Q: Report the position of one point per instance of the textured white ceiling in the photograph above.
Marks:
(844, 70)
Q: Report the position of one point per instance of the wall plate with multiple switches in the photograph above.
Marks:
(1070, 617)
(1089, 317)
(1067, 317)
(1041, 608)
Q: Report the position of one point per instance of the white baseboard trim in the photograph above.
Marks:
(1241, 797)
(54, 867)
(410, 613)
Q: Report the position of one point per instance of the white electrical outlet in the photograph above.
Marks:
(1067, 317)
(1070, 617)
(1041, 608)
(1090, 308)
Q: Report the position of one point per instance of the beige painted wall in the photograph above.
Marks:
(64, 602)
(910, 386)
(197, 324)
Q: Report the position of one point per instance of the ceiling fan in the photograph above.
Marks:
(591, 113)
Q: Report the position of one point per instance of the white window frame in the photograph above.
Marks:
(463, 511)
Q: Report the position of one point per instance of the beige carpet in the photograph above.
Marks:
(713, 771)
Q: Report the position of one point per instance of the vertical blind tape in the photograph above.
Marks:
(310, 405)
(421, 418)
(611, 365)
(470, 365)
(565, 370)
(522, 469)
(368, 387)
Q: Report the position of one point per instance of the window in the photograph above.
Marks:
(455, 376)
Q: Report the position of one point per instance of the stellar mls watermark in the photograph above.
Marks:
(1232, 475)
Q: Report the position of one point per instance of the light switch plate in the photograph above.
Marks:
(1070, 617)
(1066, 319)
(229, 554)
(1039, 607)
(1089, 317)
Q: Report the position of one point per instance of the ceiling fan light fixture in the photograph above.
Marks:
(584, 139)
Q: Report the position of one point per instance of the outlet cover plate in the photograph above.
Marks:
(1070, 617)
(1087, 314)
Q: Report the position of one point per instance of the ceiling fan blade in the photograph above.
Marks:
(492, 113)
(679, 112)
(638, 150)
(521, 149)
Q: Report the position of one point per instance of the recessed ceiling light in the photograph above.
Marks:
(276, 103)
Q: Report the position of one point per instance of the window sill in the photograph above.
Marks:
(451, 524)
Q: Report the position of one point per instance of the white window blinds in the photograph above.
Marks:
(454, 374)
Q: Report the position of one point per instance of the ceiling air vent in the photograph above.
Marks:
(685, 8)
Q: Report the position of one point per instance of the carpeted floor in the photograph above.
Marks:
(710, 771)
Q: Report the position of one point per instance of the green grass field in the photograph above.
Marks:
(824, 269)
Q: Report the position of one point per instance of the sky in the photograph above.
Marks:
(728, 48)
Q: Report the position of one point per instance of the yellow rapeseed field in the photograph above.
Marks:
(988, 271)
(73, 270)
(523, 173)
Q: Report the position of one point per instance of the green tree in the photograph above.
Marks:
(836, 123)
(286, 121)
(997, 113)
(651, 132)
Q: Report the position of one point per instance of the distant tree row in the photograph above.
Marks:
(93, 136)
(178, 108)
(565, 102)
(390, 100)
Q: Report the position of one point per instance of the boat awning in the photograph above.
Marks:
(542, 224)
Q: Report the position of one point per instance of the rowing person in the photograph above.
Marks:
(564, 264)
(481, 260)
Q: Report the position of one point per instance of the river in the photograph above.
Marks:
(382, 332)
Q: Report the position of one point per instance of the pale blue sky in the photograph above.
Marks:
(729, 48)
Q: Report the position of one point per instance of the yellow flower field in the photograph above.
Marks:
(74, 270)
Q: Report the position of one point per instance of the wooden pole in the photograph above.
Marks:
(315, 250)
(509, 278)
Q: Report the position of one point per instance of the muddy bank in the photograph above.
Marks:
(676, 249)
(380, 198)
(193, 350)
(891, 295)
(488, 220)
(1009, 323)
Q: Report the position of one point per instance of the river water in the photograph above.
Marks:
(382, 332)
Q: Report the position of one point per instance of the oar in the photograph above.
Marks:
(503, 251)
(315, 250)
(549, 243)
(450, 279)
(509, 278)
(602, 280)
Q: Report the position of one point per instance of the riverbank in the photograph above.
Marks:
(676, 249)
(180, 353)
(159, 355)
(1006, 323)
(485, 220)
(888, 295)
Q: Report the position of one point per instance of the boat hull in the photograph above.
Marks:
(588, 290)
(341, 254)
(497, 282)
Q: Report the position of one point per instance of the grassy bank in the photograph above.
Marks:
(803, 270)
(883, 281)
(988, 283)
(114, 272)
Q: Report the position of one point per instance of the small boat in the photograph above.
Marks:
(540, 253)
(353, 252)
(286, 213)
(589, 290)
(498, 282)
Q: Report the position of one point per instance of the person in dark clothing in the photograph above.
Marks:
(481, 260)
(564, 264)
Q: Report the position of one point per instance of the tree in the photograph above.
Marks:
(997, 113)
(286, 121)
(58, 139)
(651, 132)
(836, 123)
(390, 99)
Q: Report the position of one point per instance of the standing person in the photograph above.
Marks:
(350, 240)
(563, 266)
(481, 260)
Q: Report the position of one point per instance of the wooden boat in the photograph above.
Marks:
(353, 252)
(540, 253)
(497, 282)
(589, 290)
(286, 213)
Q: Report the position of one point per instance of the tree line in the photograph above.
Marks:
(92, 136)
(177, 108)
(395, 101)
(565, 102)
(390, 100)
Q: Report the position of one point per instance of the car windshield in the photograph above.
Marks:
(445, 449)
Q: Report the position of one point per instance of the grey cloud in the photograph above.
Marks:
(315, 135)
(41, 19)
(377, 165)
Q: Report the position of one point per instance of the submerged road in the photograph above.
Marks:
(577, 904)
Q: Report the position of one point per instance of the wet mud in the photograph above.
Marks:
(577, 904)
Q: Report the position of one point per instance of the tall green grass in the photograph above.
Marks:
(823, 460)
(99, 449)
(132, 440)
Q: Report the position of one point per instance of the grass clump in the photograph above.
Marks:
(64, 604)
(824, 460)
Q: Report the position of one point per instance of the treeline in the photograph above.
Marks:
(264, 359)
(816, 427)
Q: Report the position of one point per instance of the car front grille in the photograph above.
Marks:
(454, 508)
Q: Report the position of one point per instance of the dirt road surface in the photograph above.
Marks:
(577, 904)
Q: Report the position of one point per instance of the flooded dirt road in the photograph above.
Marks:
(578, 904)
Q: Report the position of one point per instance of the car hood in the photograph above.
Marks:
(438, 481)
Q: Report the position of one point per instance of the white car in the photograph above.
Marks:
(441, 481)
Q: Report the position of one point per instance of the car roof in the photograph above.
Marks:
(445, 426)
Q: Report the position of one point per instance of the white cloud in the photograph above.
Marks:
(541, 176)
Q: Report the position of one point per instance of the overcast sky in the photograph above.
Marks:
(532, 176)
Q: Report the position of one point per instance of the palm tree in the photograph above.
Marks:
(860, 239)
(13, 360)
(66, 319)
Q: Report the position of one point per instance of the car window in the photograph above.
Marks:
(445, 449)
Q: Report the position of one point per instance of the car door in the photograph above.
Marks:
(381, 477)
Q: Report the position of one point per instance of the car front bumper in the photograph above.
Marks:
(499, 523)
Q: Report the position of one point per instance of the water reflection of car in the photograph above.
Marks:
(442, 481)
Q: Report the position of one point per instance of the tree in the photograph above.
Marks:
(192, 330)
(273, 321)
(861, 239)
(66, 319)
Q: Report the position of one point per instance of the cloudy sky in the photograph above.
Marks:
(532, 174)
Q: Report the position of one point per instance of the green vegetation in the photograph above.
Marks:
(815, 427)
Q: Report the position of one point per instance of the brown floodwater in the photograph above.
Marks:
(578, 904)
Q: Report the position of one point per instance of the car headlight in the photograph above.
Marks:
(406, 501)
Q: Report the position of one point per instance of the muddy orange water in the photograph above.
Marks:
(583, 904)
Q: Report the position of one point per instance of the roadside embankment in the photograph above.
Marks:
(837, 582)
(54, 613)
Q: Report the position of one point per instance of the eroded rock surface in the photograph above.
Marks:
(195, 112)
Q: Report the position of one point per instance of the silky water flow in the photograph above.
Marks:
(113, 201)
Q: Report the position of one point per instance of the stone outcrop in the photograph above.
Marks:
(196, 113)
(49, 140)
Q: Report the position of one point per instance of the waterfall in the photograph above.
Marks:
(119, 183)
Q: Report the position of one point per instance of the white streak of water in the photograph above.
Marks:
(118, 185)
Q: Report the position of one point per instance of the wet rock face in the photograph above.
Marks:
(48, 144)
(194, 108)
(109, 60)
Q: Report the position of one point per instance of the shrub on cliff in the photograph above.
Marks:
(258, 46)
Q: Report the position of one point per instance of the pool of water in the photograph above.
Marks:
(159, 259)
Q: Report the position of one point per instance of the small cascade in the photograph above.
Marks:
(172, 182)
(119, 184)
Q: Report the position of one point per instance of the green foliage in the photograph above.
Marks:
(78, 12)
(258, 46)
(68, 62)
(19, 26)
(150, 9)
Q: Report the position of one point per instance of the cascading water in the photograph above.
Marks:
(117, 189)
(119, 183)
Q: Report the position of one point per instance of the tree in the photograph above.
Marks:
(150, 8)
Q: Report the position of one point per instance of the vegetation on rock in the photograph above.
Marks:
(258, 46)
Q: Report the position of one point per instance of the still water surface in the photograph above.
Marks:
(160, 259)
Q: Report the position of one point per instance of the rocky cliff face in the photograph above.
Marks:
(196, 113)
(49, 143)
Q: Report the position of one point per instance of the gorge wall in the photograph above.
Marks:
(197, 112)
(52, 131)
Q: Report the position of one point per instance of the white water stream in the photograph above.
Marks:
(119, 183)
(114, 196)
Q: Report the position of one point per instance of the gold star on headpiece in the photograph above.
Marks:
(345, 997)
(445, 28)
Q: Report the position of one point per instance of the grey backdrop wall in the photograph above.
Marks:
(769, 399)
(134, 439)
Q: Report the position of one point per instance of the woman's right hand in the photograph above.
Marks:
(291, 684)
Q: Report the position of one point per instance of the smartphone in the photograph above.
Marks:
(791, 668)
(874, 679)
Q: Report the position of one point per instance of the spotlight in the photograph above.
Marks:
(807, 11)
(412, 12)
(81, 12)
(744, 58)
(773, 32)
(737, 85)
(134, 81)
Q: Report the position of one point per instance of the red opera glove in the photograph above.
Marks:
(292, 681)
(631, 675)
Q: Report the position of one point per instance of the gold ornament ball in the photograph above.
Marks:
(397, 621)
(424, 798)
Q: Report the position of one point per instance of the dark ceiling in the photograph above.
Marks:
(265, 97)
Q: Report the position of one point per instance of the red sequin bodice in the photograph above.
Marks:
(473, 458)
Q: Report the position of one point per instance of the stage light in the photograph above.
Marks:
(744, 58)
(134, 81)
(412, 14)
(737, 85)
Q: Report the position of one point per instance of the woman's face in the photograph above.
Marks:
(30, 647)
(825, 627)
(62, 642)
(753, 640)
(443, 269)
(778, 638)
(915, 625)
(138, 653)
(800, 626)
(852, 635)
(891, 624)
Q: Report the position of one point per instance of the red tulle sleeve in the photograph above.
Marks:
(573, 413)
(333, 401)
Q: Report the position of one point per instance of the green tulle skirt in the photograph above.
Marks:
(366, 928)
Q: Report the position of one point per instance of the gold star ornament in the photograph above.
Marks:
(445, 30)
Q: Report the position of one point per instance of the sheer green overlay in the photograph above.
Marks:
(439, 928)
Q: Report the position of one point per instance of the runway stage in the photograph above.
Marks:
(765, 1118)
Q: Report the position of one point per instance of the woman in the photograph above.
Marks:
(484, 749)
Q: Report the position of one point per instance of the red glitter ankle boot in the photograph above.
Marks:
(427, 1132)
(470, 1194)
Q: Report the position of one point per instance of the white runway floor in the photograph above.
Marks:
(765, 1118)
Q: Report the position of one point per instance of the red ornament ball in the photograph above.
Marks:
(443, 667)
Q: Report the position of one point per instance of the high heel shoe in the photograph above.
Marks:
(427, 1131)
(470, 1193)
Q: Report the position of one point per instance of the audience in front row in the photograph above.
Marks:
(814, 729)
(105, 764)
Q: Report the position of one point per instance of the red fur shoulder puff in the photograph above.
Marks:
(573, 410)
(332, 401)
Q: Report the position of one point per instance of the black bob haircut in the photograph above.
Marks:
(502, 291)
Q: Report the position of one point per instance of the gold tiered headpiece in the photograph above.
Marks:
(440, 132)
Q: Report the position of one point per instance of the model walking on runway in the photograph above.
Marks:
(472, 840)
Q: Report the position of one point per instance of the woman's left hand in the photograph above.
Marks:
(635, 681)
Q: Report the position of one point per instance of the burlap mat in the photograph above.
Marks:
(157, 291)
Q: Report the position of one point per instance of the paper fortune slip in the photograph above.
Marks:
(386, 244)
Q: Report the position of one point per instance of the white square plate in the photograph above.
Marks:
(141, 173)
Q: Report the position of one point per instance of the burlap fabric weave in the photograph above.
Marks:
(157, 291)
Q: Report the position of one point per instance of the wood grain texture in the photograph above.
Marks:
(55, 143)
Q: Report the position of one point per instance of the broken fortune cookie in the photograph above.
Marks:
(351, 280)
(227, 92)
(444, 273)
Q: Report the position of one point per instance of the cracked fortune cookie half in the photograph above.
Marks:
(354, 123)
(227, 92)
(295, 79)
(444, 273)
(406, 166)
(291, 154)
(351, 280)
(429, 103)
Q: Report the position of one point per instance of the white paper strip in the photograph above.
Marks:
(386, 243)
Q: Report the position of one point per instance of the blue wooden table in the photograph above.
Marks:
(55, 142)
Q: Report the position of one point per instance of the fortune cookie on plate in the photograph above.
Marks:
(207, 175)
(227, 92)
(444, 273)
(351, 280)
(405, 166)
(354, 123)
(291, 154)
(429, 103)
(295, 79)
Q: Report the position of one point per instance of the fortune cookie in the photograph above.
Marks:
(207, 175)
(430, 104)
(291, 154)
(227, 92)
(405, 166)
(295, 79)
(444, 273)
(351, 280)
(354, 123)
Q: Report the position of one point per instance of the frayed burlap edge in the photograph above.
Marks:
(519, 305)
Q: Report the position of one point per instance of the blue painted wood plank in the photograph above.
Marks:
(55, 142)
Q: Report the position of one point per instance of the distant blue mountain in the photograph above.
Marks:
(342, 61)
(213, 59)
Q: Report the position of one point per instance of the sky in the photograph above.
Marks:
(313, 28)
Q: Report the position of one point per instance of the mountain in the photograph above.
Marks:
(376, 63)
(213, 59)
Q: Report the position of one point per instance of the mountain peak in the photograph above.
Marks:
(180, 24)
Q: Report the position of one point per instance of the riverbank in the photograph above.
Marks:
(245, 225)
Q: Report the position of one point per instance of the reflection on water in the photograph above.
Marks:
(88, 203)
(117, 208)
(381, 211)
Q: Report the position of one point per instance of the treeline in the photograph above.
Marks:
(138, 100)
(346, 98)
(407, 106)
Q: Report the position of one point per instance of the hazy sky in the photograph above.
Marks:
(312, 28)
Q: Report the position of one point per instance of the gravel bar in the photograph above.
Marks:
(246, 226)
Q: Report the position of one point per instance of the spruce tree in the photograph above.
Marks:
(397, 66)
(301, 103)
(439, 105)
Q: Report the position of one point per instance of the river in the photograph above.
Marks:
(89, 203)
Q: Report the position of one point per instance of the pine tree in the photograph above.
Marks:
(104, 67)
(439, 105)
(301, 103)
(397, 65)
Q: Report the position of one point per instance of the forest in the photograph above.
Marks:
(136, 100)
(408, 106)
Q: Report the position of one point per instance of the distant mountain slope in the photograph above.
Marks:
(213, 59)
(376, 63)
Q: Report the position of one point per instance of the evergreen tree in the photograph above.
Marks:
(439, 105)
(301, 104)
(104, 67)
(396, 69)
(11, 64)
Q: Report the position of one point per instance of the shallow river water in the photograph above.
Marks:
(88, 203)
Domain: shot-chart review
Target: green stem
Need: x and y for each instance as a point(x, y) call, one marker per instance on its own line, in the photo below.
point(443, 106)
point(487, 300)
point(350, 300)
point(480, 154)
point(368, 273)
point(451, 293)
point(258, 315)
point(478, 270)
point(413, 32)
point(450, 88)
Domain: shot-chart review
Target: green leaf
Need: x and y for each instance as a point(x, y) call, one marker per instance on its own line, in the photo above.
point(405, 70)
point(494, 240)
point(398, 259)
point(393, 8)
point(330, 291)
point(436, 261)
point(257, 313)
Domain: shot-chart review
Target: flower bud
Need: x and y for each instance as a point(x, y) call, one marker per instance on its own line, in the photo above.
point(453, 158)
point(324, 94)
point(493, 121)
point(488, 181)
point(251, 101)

********************

== EXERCISE AIM ==
Within the listing above, copy each line that has the string "blue".

== FINISHED TASK ==
Q: Report the position of one point per instance of the pale blue sky in the photograph above.
Q: Report the position of one point per instance of the blue wooden table in the photograph above.
Q: Report the position of one point per instance of the blue painted wood plank in the photograph above.
Q: Report the position of one point per instance of the distant blue mountain in the photograph above.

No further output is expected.